**Problem:** Start at the top of the records below and copy them exactly to the end.

[Supplied material — start]

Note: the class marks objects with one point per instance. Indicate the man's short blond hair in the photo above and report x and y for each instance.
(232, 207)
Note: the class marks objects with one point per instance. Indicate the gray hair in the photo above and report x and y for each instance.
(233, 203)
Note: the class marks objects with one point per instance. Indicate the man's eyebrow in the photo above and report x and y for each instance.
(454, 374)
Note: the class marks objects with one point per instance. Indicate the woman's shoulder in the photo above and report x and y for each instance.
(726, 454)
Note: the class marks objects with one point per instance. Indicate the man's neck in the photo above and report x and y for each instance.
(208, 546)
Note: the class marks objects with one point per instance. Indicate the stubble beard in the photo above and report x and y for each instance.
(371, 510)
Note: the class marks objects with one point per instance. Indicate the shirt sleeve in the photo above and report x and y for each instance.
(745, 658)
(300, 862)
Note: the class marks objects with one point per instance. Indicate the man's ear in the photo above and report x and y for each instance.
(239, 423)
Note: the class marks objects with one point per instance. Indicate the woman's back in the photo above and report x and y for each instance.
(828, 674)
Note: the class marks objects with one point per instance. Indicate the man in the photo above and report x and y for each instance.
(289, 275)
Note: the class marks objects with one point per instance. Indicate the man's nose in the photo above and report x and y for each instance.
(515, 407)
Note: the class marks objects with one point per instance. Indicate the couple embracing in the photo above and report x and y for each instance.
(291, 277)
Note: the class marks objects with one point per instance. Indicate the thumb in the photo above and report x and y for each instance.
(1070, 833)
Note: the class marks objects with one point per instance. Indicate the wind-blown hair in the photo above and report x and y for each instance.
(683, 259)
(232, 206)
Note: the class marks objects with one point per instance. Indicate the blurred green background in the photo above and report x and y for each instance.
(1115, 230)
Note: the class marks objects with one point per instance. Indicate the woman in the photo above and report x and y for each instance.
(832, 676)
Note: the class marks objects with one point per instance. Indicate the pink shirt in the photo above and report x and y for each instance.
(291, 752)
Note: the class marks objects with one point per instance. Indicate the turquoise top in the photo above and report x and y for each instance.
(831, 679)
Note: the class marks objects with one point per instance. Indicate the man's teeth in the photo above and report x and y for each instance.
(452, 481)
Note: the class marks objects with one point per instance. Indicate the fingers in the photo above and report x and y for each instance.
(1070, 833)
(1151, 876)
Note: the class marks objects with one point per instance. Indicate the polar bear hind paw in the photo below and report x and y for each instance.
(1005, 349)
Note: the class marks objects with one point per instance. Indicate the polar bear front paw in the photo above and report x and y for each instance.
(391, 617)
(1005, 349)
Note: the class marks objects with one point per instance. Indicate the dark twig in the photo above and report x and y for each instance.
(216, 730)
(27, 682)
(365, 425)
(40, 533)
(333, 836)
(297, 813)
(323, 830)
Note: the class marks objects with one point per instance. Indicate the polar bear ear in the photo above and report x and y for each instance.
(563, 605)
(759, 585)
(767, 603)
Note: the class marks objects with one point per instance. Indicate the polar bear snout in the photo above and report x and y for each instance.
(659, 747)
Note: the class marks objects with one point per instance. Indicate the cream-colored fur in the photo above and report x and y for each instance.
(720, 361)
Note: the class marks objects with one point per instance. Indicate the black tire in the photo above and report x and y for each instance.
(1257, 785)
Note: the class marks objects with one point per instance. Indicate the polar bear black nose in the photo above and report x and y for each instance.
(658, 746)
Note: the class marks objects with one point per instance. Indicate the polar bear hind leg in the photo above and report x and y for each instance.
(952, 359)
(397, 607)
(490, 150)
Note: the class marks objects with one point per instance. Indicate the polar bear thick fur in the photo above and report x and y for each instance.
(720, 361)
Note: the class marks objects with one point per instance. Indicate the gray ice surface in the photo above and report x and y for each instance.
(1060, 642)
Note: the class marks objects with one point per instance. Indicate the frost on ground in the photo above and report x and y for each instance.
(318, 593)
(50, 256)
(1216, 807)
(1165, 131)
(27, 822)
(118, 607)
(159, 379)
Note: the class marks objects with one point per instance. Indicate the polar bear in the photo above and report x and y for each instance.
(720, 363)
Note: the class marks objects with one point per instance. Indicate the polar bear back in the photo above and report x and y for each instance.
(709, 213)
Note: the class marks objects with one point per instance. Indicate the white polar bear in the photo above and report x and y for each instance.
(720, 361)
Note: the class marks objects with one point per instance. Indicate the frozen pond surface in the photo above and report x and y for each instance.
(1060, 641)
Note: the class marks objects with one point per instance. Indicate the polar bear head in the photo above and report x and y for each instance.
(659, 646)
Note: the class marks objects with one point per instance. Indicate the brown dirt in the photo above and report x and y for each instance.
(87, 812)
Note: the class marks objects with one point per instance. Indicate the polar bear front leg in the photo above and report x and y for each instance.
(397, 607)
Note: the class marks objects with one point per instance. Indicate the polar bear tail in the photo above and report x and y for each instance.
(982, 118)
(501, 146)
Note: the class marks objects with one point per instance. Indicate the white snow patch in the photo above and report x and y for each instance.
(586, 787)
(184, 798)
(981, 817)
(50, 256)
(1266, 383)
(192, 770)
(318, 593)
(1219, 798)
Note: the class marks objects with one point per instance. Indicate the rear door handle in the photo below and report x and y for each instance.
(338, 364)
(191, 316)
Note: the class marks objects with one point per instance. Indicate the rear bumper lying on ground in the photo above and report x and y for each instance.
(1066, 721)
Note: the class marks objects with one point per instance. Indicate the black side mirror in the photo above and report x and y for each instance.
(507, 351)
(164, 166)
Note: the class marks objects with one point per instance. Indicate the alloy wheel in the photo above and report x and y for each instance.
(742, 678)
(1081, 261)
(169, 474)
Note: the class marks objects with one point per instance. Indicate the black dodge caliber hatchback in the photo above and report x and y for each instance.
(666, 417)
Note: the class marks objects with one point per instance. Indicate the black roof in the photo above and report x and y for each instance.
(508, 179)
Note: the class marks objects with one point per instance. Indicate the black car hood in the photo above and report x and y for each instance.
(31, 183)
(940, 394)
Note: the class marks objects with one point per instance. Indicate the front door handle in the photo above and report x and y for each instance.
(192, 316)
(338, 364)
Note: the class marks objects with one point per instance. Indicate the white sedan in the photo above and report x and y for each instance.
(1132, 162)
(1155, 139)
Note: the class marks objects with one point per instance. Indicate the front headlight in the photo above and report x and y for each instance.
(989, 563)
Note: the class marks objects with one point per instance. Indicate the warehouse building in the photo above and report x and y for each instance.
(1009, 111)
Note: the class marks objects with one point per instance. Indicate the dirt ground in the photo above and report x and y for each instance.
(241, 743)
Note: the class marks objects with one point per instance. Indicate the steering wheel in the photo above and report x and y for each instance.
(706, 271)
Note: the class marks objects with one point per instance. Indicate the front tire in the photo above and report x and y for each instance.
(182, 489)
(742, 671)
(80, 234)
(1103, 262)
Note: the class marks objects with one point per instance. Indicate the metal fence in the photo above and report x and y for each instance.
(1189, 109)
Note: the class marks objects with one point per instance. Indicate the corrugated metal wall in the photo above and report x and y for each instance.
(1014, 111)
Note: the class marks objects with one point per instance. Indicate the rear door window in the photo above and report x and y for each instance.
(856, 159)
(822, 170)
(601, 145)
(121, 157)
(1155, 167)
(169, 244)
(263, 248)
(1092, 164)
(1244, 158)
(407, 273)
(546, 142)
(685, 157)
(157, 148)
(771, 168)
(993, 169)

[Supplied material — finish]

**Task response:**
Note: the class marks objects with one point per instance. Indicate the man's short blond hair in the photo above and report x and y for each instance.
(232, 207)
Note: the class marks objects with one point per instance. Indicate the gray hair in the photo above and report x and y for each instance.
(233, 203)
Note: the class marks objects with one point per instance. Indicate the man's eyebrow in the photo above and report x and y for each instance.
(454, 374)
Note: the class marks objects with one point per instance. Indicate the woman's shoulder in the photo above and report x and y for each instance.
(726, 454)
Note: the class marks objects with one point per instance. Indicate the man's neck in the photo above and report x and y for each instance.
(208, 546)
Note: the class marks objects with one point per instance. Indicate the stubble beard in the photo above and report x and y for each instance.
(371, 510)
Note: the class marks objects with one point per instance. Indicate the shirt sleeve in the photo above and report x and y for each instance.
(745, 658)
(300, 862)
Note: the class marks objects with one point per instance. Indicate the man's ear in the photo above and report x and y for each instance.
(239, 423)
Note: the class marks objects with one point per instance. Indicate the woman's back in the photo above and report x and y for each instance.
(828, 674)
Note: the class marks objects with one point per instance. Indicate the man in the photo above and report x and y for each instance.
(289, 275)
Note: the class marks objects with one point per instance. Indicate the man's nose in the photo above and report x and y for each instance.
(515, 407)
Note: the class marks objects with one point per instance. Indicate the couple embracing in the photo above and report x and y for each instance.
(291, 277)
Note: the class marks objects with one point per instance. Indicate the thumb in the photo above and report x and y for each instance.
(1070, 833)
Note: the class marks objects with one point per instance. Indicate the wind-blown hair in the photo above and report x and y for each instance.
(683, 259)
(232, 206)
Note: the class marks objects with one point per instance. Indicate the blurred green background in the photo above and report x and y for each instance.
(1115, 230)
Note: the class marks objects with one point per instance. Indicate the woman in the photo above and report x and y for each instance.
(832, 676)
Note: the class marks objects with one point per instance. Indicate the pink shirt in the photo above and report x and y for each instance.
(291, 752)
Note: the class marks objects with one point per instance. Indicate the turquoise top in the photo above and report x and y for each instance.
(831, 679)
Note: the class marks objects with one point per instance. Indicate the man's teeth in the photo above and report x and y for each instance.
(452, 481)
Note: the class marks objects with one point per instance. Indicate the fingers in the photo above and report x and y for each instance.
(1070, 833)
(1151, 876)
Note: the class marks objects with one point per instance. Indicate the polar bear hind paw in the photo below and report x and y for each instance.
(1005, 349)
Note: the class marks objects with one point per instance. Indicate the polar bear front paw in the photo above and report x and y for each instance.
(391, 617)
(1005, 349)
Note: the class marks objects with one point per instance. Indicate the dark twig in the photo above and report x and y for each instance.
(216, 730)
(27, 682)
(365, 425)
(40, 533)
(333, 836)
(297, 813)
(323, 830)
Note: the class marks objects with one point per instance. Indicate the polar bear ear in the photo above and report x and y for each instance.
(563, 605)
(759, 585)
(767, 603)
Note: the class marks objects with one point per instance. Indicate the polar bear snout in the photo above and report x and y for each instance.
(659, 747)
Note: the class marks objects with one point per instance. Indicate the cream-colored fur in the photo above and report x and y for each instance.
(720, 361)
Note: the class marks objects with one point per instance. Indicate the black tire in the photo above and report x and y for each instance.
(1257, 785)
Note: the class marks objects with one point per instance. Indicate the polar bear black nose in the photo above and report x and y for each instance.
(658, 746)
Note: the class marks objects with one point per instance. Indicate the polar bear hind leg in the photo above and report x and y for each instance.
(952, 359)
(397, 607)
(490, 150)
Note: the class marks objects with one point per instance. Indicate the polar bear thick fur in the photo above and report x and y for each instance.
(720, 361)
Note: the class marks objects with one point per instance. Indicate the gray ice surface in the photo above and report x and y for each instance.
(1060, 642)
Note: the class marks objects with one point per instance. Indicate the frost on ground in the photo above and report x and y for each instance.
(318, 593)
(50, 256)
(1216, 807)
(1165, 131)
(27, 822)
(118, 607)
(159, 379)
Note: the class marks objects with one point per instance. Indicate the polar bear in the photo above and report x and y for each instance.
(720, 363)
Note: the class marks objects with one point per instance. Indicate the polar bear back in the photo above and report x and y for each instance.
(709, 213)
Note: the class marks objects with one point per instance. Indicate the white polar bear in the photo above and report x and y for each instance.
(720, 361)
Note: the class marks objects with one point per instance. Indicate the frozen pond surface in the photo above and report x and y for each instance.
(1060, 641)
Note: the class marks objects with one point per instance. Indicate the polar bear head in the photo above and report x and y for each instance.
(659, 646)
Note: the class marks objects with one point per instance. Indicate the brown dirt in the photo above and report x and y for each instance.
(87, 812)
Note: the class marks objects with one point per instance. Indicate the polar bear front leg in the photo above and report x and y for each instance.
(397, 607)
Note: the class marks objects with one point per instance. Indicate the polar bear tail in the photo above and report x and y for each instance.
(982, 118)
(501, 146)
Note: the class marks objects with one point per instance. Indicate the white snow patch in the photo above and report x and y for each instance.
(586, 787)
(184, 798)
(981, 817)
(50, 256)
(1266, 383)
(192, 770)
(318, 593)
(1219, 798)
Note: the class marks objects with one point per instance. Indicate the rear door handle in the photo below and report x and y for each instance.
(338, 364)
(191, 316)
Note: the class marks objects with one point per instance. Indicate the rear bumper lying on ground in the photo above and report x and y for each instance.
(1066, 721)
Note: the class marks objects with one point per instance. Indicate the black side mirror in the photo above and report x and y for each instance.
(507, 351)
(164, 166)
Note: the class marks objects with one point per instance. Indicate the alloy wheel in the photo above and report x and y for each instance.
(742, 678)
(1081, 261)
(169, 474)
Note: the class marks objects with one point per instance. Indicate the black dodge caliber hatchback in the photo above and report x and y for each instance.
(666, 417)
Note: the class marks objects with one point per instance. Indicate the black roof in the photo above and report x and y for each instance.
(508, 179)
Note: the class marks objects with one point per instance. Indicate the black car hood in the photo above and report x and y for each instance.
(31, 183)
(940, 394)
Note: the class marks objects with one point per instance. Indicate the front door handle in the photo above and report x and y for each instance.
(192, 316)
(338, 364)
Note: the class marks objects with one point per instance. Indicate the white sedan in the photo above and report x and y for each instance.
(1132, 162)
(1155, 139)
Note: the class marks objects with one point per instance. Indicate the front headlight in the photo above and report x and y for each instance.
(989, 563)
Note: the class marks objects with one point per instance. Indicate the warehouse building in the photo above and report x and y for each instance.
(1009, 111)
Note: the class marks objects with one point per instance. Indicate the dirt ground in the photo above and report x and y for each instance.
(241, 743)
Note: the class marks objects with one point per instance. Indicate the steering wheel in the photo above and report x and y for each instance.
(706, 271)
Note: the class marks objects with one point per instance. Indicate the front tire in the photo above and report x and y for each instance.
(182, 489)
(742, 671)
(80, 234)
(1103, 262)
Note: the class marks objects with one point per instance. Indicate the metal fence in the photo above and report x and y for each instance.
(1189, 109)
Note: the class marks objects with one point per instance. Indicate the corrugated metal wall in the photo above and report x and y for each instance.
(1014, 111)
Note: the class marks objects with one point per instance. Indicate the rear door window in the photo above and report x and y for each instance.
(856, 159)
(822, 170)
(601, 145)
(121, 157)
(1155, 167)
(169, 244)
(263, 248)
(1092, 164)
(1244, 158)
(407, 273)
(546, 142)
(685, 157)
(157, 148)
(771, 168)
(993, 169)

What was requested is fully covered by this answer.